* Problem description *
Print, word for word, the part of the financial advisor article starting at "That’s exactly why" and ending at "to hire one.".

* Page *
As you accumulate wealth throughout your life, knowing how to manage it wisely gets tougher and tougher. Unless you work in the financial industry or take up investing as a major hobby, managing an investment portfolio will likely be overwhelming. You need someone who can take the stress of financial planning off your plate and help you establish a path that will take you to your long-term goals.
That’s exactly why you need a financial advisor. You may have heard about these professionals from family or friends, but it’s important to know exactly what an advisor is and how they can help. This article tackles exactly that. We’ll talk about what a financial advisor does, their qualifications and specializations, some of their key services, and how to know when it’s time to hire one.
What is a Financial Advisor?
A financial advisor is a professional who can help you plan and reach your investment and savings goals, both short and long-term. They will assist you when choosing investments and can create financial strategies to build your wealth. In short, financial advisors are there to help you get where you want to go.
Every financial advisor approaches their role differently, which means any office could offer a variety of services. A few common services your advisor might provide include:
- Portfolio management
- Retirement planning
- Tax planning
- Estate planning
- Investment management
Each of these services includes setting up and managing a strategic financial plan. Your advisor might rebalance your accounts from time to time, let you know when it’s time to make significant changes, or recommend courses of action that have certain tax benefits for you.
Qualifications
Many professionals gain on-the-job experience post graduation and learn about the finance industry firsthand. Plenty of great advisors choose the field not because they have an educational background in accounting or investing but because they truly care about helping others establish a sturdy foundation for their financial future.

* Items *
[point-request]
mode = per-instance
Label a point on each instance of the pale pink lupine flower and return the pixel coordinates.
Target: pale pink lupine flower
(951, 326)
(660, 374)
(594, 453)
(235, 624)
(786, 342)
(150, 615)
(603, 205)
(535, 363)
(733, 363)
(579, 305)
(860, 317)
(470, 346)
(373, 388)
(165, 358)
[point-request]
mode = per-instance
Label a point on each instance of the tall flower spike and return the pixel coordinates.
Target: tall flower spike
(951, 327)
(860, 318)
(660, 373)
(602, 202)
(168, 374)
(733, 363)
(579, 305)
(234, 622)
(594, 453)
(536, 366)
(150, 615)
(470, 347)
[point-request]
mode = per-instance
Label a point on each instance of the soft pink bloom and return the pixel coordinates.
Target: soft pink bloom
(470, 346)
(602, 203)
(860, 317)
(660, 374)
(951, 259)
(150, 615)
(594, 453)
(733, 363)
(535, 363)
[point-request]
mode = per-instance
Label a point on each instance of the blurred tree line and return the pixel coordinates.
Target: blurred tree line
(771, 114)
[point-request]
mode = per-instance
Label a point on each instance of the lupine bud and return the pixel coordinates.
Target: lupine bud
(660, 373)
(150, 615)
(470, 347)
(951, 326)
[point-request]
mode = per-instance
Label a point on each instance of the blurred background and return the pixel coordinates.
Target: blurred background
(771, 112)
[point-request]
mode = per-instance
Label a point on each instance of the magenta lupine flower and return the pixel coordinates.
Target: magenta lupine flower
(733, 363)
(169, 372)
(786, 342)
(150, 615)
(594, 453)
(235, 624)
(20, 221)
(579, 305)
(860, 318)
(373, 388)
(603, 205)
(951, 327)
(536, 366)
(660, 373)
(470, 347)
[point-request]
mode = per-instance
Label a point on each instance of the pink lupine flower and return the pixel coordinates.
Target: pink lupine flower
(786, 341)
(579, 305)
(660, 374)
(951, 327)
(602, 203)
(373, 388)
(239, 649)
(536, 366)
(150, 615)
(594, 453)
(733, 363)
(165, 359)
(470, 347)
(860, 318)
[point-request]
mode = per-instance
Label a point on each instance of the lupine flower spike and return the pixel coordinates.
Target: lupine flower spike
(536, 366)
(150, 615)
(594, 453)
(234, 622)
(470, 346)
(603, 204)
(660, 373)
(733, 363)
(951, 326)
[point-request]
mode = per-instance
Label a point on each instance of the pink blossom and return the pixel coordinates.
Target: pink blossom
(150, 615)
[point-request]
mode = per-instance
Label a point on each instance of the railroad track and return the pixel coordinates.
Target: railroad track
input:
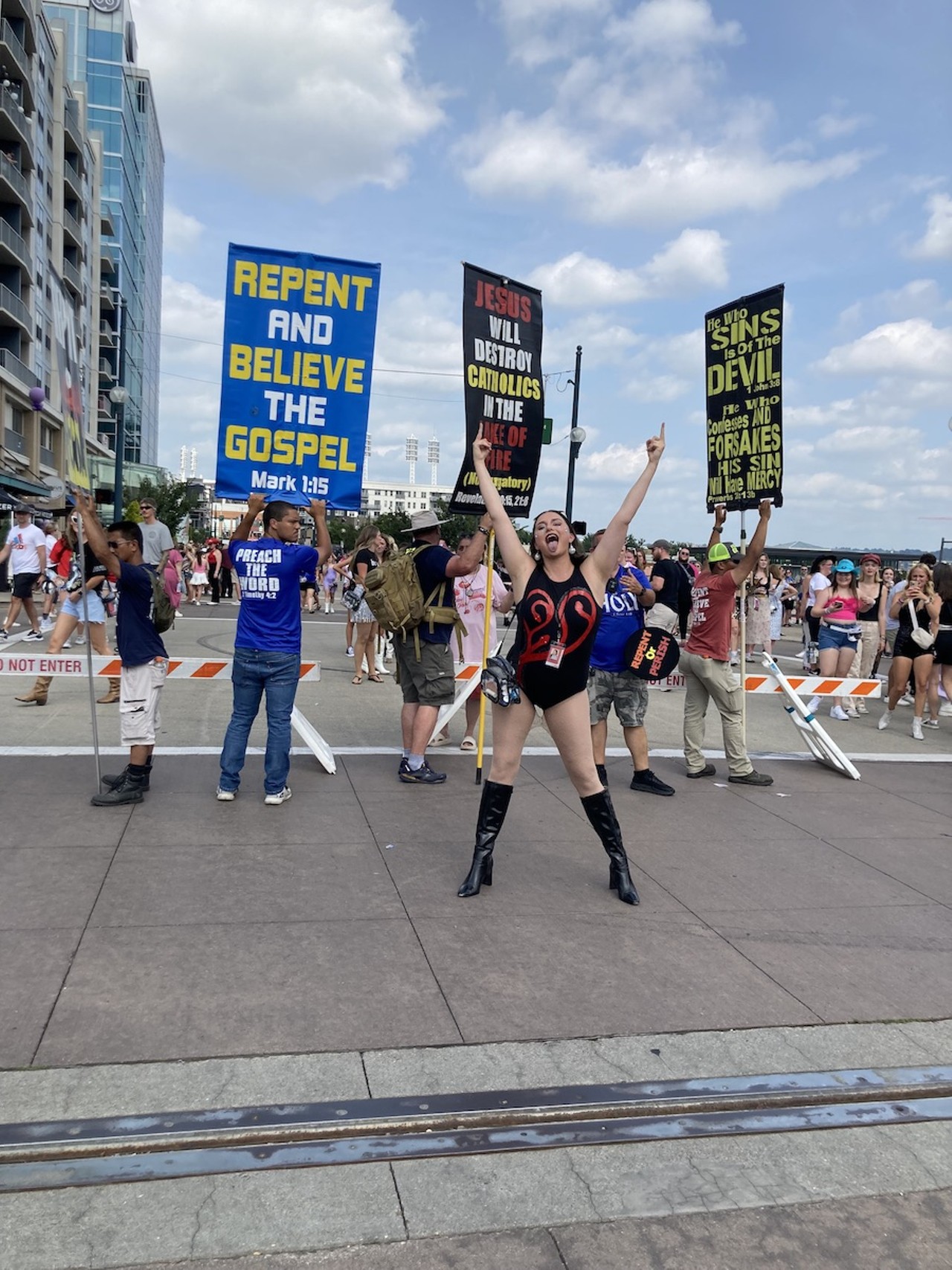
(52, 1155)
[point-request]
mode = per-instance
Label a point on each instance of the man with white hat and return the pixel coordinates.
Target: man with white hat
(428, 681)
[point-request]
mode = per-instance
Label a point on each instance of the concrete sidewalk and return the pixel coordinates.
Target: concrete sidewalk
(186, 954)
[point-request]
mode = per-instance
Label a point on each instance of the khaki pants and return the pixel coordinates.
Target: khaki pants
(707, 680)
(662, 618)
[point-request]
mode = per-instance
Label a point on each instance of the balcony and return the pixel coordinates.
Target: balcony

* * *

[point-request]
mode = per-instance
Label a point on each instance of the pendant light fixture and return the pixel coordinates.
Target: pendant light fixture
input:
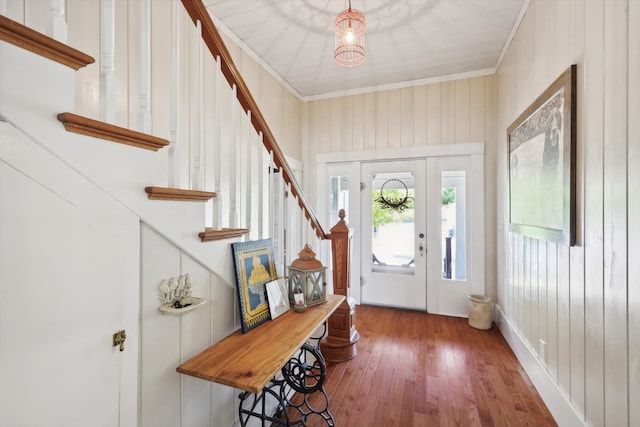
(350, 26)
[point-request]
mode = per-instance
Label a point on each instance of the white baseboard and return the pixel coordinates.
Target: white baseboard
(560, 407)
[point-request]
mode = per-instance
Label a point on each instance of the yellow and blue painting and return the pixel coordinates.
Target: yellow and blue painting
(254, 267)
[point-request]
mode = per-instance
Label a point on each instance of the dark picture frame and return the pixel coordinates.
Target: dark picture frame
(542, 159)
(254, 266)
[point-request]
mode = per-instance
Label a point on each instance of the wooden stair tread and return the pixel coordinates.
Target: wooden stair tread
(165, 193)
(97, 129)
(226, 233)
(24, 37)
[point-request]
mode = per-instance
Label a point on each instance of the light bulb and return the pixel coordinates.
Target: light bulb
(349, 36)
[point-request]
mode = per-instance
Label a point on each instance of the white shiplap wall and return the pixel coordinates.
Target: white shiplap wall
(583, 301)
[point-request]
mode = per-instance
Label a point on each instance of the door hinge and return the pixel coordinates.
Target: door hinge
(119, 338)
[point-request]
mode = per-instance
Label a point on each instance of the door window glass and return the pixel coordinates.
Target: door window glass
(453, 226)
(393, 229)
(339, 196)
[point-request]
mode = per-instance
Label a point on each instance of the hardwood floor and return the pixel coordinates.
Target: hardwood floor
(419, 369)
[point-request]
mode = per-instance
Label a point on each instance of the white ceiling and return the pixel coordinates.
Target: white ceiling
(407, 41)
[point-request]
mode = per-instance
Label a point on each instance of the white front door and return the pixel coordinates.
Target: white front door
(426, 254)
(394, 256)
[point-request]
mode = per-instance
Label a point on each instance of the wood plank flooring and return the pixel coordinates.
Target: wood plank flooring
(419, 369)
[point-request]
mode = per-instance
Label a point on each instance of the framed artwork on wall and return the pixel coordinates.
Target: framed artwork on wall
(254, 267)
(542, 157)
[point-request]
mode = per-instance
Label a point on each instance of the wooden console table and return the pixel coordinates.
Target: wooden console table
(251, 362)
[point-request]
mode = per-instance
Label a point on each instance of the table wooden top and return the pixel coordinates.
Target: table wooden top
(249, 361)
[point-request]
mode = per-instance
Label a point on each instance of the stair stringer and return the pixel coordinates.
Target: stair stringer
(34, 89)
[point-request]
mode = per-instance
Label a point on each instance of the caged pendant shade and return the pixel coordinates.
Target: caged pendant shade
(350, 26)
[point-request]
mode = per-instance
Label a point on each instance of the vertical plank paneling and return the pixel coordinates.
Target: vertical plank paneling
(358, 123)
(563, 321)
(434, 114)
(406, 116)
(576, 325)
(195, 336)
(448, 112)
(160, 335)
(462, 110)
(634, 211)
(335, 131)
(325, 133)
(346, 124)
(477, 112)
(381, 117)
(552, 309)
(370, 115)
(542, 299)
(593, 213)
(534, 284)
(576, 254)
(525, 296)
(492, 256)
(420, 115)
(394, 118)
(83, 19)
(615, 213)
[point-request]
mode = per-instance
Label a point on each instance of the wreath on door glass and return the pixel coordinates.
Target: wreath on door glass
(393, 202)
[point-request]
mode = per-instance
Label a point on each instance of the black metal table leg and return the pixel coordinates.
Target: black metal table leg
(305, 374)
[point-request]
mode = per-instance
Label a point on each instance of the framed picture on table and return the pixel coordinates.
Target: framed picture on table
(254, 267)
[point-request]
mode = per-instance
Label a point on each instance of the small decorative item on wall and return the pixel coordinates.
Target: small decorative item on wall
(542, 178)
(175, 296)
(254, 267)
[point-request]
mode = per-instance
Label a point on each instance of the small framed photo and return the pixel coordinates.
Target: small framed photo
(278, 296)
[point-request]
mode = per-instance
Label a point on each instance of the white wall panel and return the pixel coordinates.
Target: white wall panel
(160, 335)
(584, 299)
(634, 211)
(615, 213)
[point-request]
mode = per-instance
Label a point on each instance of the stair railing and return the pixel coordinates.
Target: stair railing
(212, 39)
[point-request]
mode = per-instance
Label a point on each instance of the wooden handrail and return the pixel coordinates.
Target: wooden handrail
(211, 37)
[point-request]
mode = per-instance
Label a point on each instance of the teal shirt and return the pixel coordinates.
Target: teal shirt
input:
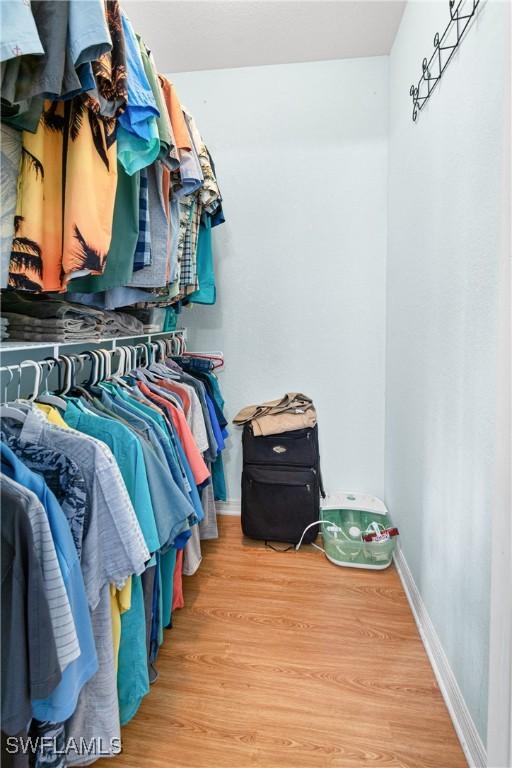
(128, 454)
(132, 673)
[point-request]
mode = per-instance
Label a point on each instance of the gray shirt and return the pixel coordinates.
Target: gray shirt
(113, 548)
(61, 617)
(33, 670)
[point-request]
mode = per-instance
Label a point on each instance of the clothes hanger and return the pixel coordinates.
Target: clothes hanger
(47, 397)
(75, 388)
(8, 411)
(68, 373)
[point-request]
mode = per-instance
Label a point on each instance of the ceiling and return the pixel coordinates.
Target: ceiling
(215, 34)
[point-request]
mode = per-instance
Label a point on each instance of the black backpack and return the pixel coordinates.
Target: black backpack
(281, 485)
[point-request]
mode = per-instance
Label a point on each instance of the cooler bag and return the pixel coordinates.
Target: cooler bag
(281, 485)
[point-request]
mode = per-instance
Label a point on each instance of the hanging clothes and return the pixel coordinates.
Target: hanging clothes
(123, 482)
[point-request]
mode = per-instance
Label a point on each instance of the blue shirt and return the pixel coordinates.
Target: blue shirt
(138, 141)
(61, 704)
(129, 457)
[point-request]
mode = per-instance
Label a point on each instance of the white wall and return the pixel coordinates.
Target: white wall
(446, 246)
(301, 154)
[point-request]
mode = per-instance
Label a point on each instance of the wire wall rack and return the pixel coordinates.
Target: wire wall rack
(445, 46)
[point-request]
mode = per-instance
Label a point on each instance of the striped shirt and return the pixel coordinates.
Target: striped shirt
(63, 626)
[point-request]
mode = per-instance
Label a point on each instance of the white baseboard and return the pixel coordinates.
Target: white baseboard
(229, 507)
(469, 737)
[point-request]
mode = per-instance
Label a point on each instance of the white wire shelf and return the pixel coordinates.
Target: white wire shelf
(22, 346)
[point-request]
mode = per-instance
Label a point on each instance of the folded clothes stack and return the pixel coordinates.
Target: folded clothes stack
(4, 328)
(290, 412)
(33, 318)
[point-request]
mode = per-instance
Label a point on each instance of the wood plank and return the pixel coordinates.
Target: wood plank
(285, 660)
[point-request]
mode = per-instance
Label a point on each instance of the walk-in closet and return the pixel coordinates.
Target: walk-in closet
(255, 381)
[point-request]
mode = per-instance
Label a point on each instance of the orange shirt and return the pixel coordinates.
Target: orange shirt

* Result of the exercise *
That’s exactly why you need a financial advisor. You may have heard about these professionals from family or friends, but it’s important to know exactly what an advisor is and how they can help. This article tackles exactly that. We’ll talk about what a financial advisor does, their qualifications and specializations, some of their key services, and how to know when it’s time to hire one.